(EXERCISE INSTRUCTIONS):
For each record that follows, give it back exactly, with no pictures included.

═══ DATA SUPPLIED ═══

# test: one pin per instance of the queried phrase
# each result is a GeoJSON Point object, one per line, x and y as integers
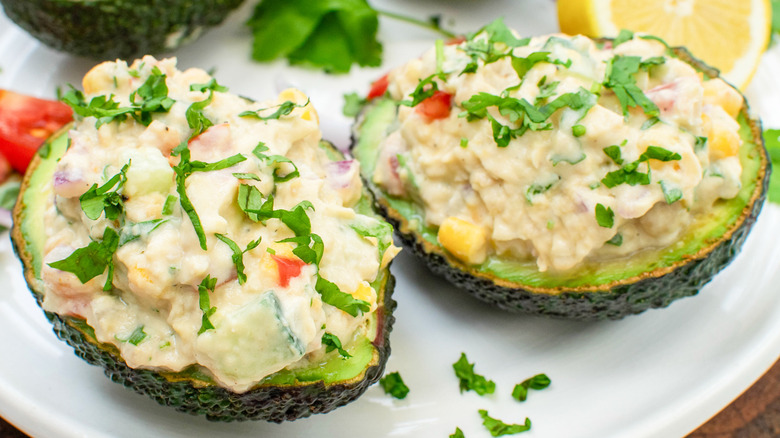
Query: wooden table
{"type": "Point", "coordinates": [755, 414]}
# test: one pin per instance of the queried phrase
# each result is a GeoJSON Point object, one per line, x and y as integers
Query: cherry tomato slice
{"type": "Point", "coordinates": [378, 88]}
{"type": "Point", "coordinates": [25, 122]}
{"type": "Point", "coordinates": [288, 268]}
{"type": "Point", "coordinates": [435, 107]}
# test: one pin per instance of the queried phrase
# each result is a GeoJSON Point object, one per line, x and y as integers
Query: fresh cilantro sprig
{"type": "Point", "coordinates": [537, 382]}
{"type": "Point", "coordinates": [106, 198]}
{"type": "Point", "coordinates": [469, 380]}
{"type": "Point", "coordinates": [332, 342]}
{"type": "Point", "coordinates": [499, 428]}
{"type": "Point", "coordinates": [394, 385]}
{"type": "Point", "coordinates": [772, 143]}
{"type": "Point", "coordinates": [621, 80]}
{"type": "Point", "coordinates": [92, 260]}
{"type": "Point", "coordinates": [238, 254]}
{"type": "Point", "coordinates": [204, 302]}
{"type": "Point", "coordinates": [330, 35]}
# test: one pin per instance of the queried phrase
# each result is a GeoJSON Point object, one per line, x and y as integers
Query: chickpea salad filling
{"type": "Point", "coordinates": [189, 226]}
{"type": "Point", "coordinates": [557, 149]}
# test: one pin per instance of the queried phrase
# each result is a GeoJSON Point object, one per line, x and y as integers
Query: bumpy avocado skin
{"type": "Point", "coordinates": [191, 391]}
{"type": "Point", "coordinates": [270, 403]}
{"type": "Point", "coordinates": [110, 29]}
{"type": "Point", "coordinates": [608, 301]}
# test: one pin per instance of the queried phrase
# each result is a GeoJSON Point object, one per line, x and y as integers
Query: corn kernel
{"type": "Point", "coordinates": [97, 79]}
{"type": "Point", "coordinates": [717, 92]}
{"type": "Point", "coordinates": [465, 240]}
{"type": "Point", "coordinates": [365, 292]}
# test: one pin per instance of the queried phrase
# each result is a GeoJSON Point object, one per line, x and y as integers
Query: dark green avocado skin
{"type": "Point", "coordinates": [270, 403]}
{"type": "Point", "coordinates": [603, 302]}
{"type": "Point", "coordinates": [616, 303]}
{"type": "Point", "coordinates": [110, 29]}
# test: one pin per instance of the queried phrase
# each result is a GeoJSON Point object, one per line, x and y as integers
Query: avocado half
{"type": "Point", "coordinates": [608, 290]}
{"type": "Point", "coordinates": [285, 395]}
{"type": "Point", "coordinates": [110, 29]}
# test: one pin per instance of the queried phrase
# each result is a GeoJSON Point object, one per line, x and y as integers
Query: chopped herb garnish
{"type": "Point", "coordinates": [97, 200]}
{"type": "Point", "coordinates": [605, 216]}
{"type": "Point", "coordinates": [238, 254]}
{"type": "Point", "coordinates": [621, 80]}
{"type": "Point", "coordinates": [283, 109]}
{"type": "Point", "coordinates": [614, 153]}
{"type": "Point", "coordinates": [211, 85]}
{"type": "Point", "coordinates": [204, 302]}
{"type": "Point", "coordinates": [170, 202]}
{"type": "Point", "coordinates": [394, 385]}
{"type": "Point", "coordinates": [616, 240]}
{"type": "Point", "coordinates": [470, 381]}
{"type": "Point", "coordinates": [499, 428]}
{"type": "Point", "coordinates": [672, 193]}
{"type": "Point", "coordinates": [92, 260]}
{"type": "Point", "coordinates": [537, 382]}
{"type": "Point", "coordinates": [332, 342]}
{"type": "Point", "coordinates": [331, 294]}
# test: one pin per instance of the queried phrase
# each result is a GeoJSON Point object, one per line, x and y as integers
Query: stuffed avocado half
{"type": "Point", "coordinates": [563, 176]}
{"type": "Point", "coordinates": [206, 250]}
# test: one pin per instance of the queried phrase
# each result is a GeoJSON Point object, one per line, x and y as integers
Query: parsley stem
{"type": "Point", "coordinates": [430, 24]}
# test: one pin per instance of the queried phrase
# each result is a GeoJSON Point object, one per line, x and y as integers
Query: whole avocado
{"type": "Point", "coordinates": [110, 29]}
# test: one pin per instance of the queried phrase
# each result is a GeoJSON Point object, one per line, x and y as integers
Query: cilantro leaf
{"type": "Point", "coordinates": [238, 254]}
{"type": "Point", "coordinates": [499, 428]}
{"type": "Point", "coordinates": [97, 200]}
{"type": "Point", "coordinates": [331, 294]}
{"type": "Point", "coordinates": [621, 80]}
{"type": "Point", "coordinates": [332, 342]}
{"type": "Point", "coordinates": [283, 109]}
{"type": "Point", "coordinates": [537, 382]}
{"type": "Point", "coordinates": [329, 35]}
{"type": "Point", "coordinates": [204, 302]}
{"type": "Point", "coordinates": [470, 381]}
{"type": "Point", "coordinates": [605, 216]}
{"type": "Point", "coordinates": [92, 260]}
{"type": "Point", "coordinates": [772, 143]}
{"type": "Point", "coordinates": [394, 385]}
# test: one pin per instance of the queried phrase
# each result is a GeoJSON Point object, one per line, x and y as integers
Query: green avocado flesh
{"type": "Point", "coordinates": [285, 395]}
{"type": "Point", "coordinates": [604, 290]}
{"type": "Point", "coordinates": [110, 29]}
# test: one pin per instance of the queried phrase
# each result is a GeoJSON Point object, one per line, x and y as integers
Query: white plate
{"type": "Point", "coordinates": [658, 374]}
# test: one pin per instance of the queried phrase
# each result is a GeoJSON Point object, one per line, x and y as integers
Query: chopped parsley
{"type": "Point", "coordinates": [97, 200]}
{"type": "Point", "coordinates": [332, 342]}
{"type": "Point", "coordinates": [620, 79]}
{"type": "Point", "coordinates": [394, 385]}
{"type": "Point", "coordinates": [470, 381]}
{"type": "Point", "coordinates": [499, 428]}
{"type": "Point", "coordinates": [537, 382]}
{"type": "Point", "coordinates": [92, 260]}
{"type": "Point", "coordinates": [238, 254]}
{"type": "Point", "coordinates": [283, 109]}
{"type": "Point", "coordinates": [604, 216]}
{"type": "Point", "coordinates": [204, 302]}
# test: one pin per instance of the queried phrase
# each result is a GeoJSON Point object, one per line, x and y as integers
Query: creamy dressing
{"type": "Point", "coordinates": [537, 197]}
{"type": "Point", "coordinates": [153, 309]}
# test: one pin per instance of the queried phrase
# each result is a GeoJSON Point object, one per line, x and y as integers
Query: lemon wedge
{"type": "Point", "coordinates": [730, 35]}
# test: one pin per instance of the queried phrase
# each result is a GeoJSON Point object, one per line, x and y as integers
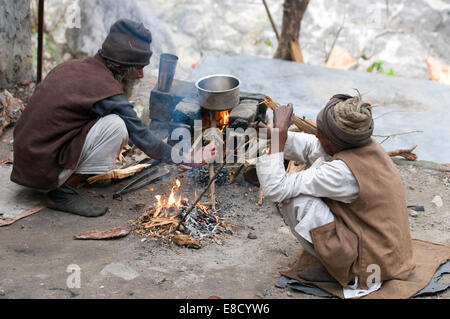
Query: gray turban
{"type": "Point", "coordinates": [346, 121]}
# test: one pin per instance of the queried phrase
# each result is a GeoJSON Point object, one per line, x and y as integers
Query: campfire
{"type": "Point", "coordinates": [160, 221]}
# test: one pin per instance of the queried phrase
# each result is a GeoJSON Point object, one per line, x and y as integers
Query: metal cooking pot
{"type": "Point", "coordinates": [218, 92]}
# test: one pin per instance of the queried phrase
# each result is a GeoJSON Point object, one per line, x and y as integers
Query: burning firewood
{"type": "Point", "coordinates": [407, 154]}
{"type": "Point", "coordinates": [118, 173]}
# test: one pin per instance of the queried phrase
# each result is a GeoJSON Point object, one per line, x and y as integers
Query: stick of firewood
{"type": "Point", "coordinates": [260, 196]}
{"type": "Point", "coordinates": [211, 180]}
{"type": "Point", "coordinates": [407, 153]}
{"type": "Point", "coordinates": [303, 125]}
{"type": "Point", "coordinates": [212, 195]}
{"type": "Point", "coordinates": [236, 173]}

═══

(RESPONSE AREA):
# test: one pin per instance of the queried phrase
# each result is a GeoJSON Point object, one per line, x and y as integers
Query: wooden table
{"type": "Point", "coordinates": [755, 414]}
# test: one pin per instance of the queried phrase
# each result is a GeoJSON Point object, one per line, x and y as integers
Query: cherry tomato slice
{"type": "Point", "coordinates": [378, 88]}
{"type": "Point", "coordinates": [25, 122]}
{"type": "Point", "coordinates": [288, 268]}
{"type": "Point", "coordinates": [435, 107]}
# test: one pin per instance of the queried phrase
# each result is a GeoJSON Point object, one per line, x and y as integers
Query: fresh cilantro sprig
{"type": "Point", "coordinates": [537, 382]}
{"type": "Point", "coordinates": [106, 198]}
{"type": "Point", "coordinates": [469, 380]}
{"type": "Point", "coordinates": [332, 342]}
{"type": "Point", "coordinates": [499, 428]}
{"type": "Point", "coordinates": [394, 385]}
{"type": "Point", "coordinates": [772, 143]}
{"type": "Point", "coordinates": [621, 80]}
{"type": "Point", "coordinates": [92, 260]}
{"type": "Point", "coordinates": [238, 254]}
{"type": "Point", "coordinates": [204, 302]}
{"type": "Point", "coordinates": [330, 35]}
# test: one pin per instance of the queried phrase
# each result is a GeoJSON Point object, one per line, x and y as integers
Query: chickpea salad filling
{"type": "Point", "coordinates": [189, 226]}
{"type": "Point", "coordinates": [557, 149]}
# test: one pin per instance of the queried phrase
# each result is a GeoJSON Point object, one per line, x and y as integers
Query: bumpy avocado skin
{"type": "Point", "coordinates": [191, 391]}
{"type": "Point", "coordinates": [270, 403]}
{"type": "Point", "coordinates": [110, 29]}
{"type": "Point", "coordinates": [608, 301]}
# test: one pin per instance of the queried phrase
# each result is a GeoJSON Point object, one per line, x and y as integers
Query: corn kernel
{"type": "Point", "coordinates": [97, 79]}
{"type": "Point", "coordinates": [717, 92]}
{"type": "Point", "coordinates": [465, 240]}
{"type": "Point", "coordinates": [365, 292]}
# test: one pin per instance of the queried phrase
# each result is a GeoJSON Point object, one per line, x and y as integers
Query: dark green avocado skin
{"type": "Point", "coordinates": [270, 403]}
{"type": "Point", "coordinates": [603, 302]}
{"type": "Point", "coordinates": [616, 303]}
{"type": "Point", "coordinates": [110, 29]}
# test: one pin per instance of the queried phrase
# each result is a GeoJSON Point object, one per line, x and y as integers
Query: avocado half
{"type": "Point", "coordinates": [608, 290]}
{"type": "Point", "coordinates": [285, 395]}
{"type": "Point", "coordinates": [110, 29]}
# test: one pin per instance of the queried phrase
# each result is a GeoJSON Point object, one per line, x and y as integers
Query: chopped herb garnish
{"type": "Point", "coordinates": [97, 200]}
{"type": "Point", "coordinates": [605, 216]}
{"type": "Point", "coordinates": [238, 254]}
{"type": "Point", "coordinates": [621, 80]}
{"type": "Point", "coordinates": [283, 109]}
{"type": "Point", "coordinates": [614, 153]}
{"type": "Point", "coordinates": [211, 85]}
{"type": "Point", "coordinates": [204, 302]}
{"type": "Point", "coordinates": [170, 202]}
{"type": "Point", "coordinates": [394, 385]}
{"type": "Point", "coordinates": [616, 240]}
{"type": "Point", "coordinates": [470, 381]}
{"type": "Point", "coordinates": [499, 428]}
{"type": "Point", "coordinates": [672, 193]}
{"type": "Point", "coordinates": [92, 260]}
{"type": "Point", "coordinates": [537, 382]}
{"type": "Point", "coordinates": [332, 342]}
{"type": "Point", "coordinates": [331, 294]}
# test: one pin per instance of the queried phrase
# each result is a GeoJSON Point object, one per line, x and y as integers
Query: stuffed avocado half
{"type": "Point", "coordinates": [563, 176]}
{"type": "Point", "coordinates": [206, 250]}
# test: one pin per instance of the queried phrase
# each result is a GeoJSON Point object, one per line, x and y as integers
Query: parsley stem
{"type": "Point", "coordinates": [430, 24]}
# test: one pin per instance of the queried phrase
# each result is a GeoJSON Point object, one per line, x and y as integers
Query: whole avocado
{"type": "Point", "coordinates": [110, 29]}
# test: one pin per instance of the queried phrase
# each result is a GeoJSON Point object, one per line, x and y as integers
Query: cilantro leaf
{"type": "Point", "coordinates": [238, 254]}
{"type": "Point", "coordinates": [499, 428]}
{"type": "Point", "coordinates": [97, 200]}
{"type": "Point", "coordinates": [331, 294]}
{"type": "Point", "coordinates": [621, 80]}
{"type": "Point", "coordinates": [332, 342]}
{"type": "Point", "coordinates": [283, 109]}
{"type": "Point", "coordinates": [537, 382]}
{"type": "Point", "coordinates": [329, 35]}
{"type": "Point", "coordinates": [204, 302]}
{"type": "Point", "coordinates": [470, 381]}
{"type": "Point", "coordinates": [605, 216]}
{"type": "Point", "coordinates": [92, 260]}
{"type": "Point", "coordinates": [772, 143]}
{"type": "Point", "coordinates": [394, 385]}
# test: one pin per instance of the queried phrase
# each result is a GeoJSON Point object, one per line, x and y as integers
Query: green avocado flesh
{"type": "Point", "coordinates": [285, 395]}
{"type": "Point", "coordinates": [604, 290]}
{"type": "Point", "coordinates": [110, 29]}
# test: one pin per instance of the queried phrase
# each result is a GeoJSON Point object, one per line, x and y as integers
Query: white plate
{"type": "Point", "coordinates": [658, 374]}
# test: one pin per instance of the queried phrase
# each result is a GeoJSON Point object, one per line, x and y as integers
Query: chopped parsley
{"type": "Point", "coordinates": [97, 200]}
{"type": "Point", "coordinates": [332, 342]}
{"type": "Point", "coordinates": [620, 79]}
{"type": "Point", "coordinates": [394, 385]}
{"type": "Point", "coordinates": [470, 381]}
{"type": "Point", "coordinates": [499, 428]}
{"type": "Point", "coordinates": [537, 382]}
{"type": "Point", "coordinates": [92, 260]}
{"type": "Point", "coordinates": [238, 254]}
{"type": "Point", "coordinates": [283, 109]}
{"type": "Point", "coordinates": [604, 216]}
{"type": "Point", "coordinates": [204, 302]}
# test: one pin per instance of the queried phrase
# each result is a GeoJSON Point object, one per line, x and y as integers
Query: creamy dressing
{"type": "Point", "coordinates": [537, 197]}
{"type": "Point", "coordinates": [153, 309]}
# test: one pin per instance of the queried phrase
# each result is a GeoJSON Point object, one per line, x and y as integers
Query: lemon wedge
{"type": "Point", "coordinates": [730, 35]}
# test: one pin per instance of the queried phrase
# each result is a GeoJSON Point object, one per line, x and y as integers
Query: gray turban
{"type": "Point", "coordinates": [346, 121]}
# test: one pin per instance of the queried phrase
# each result is a GeoJSON Point object, one per line, x and y as integers
Query: campfire
{"type": "Point", "coordinates": [160, 221]}
# test: one pin per instance of the queried phrase
# each result is a GeoJSON Point object, one per line, x and y as integers
Query: metal cooking pot
{"type": "Point", "coordinates": [218, 92]}
# test: one pin per instance of the queried phrase
# each result is a GeoJSON Point object, one per line, x and y as integers
Query: burning firewood
{"type": "Point", "coordinates": [407, 154]}
{"type": "Point", "coordinates": [118, 173]}
# test: one pin per instance of the queried phrase
# each result is a GeoJSON Point object, one per line, x and y as integers
Query: stick of firewood
{"type": "Point", "coordinates": [260, 196]}
{"type": "Point", "coordinates": [211, 180]}
{"type": "Point", "coordinates": [407, 153]}
{"type": "Point", "coordinates": [303, 125]}
{"type": "Point", "coordinates": [212, 195]}
{"type": "Point", "coordinates": [236, 173]}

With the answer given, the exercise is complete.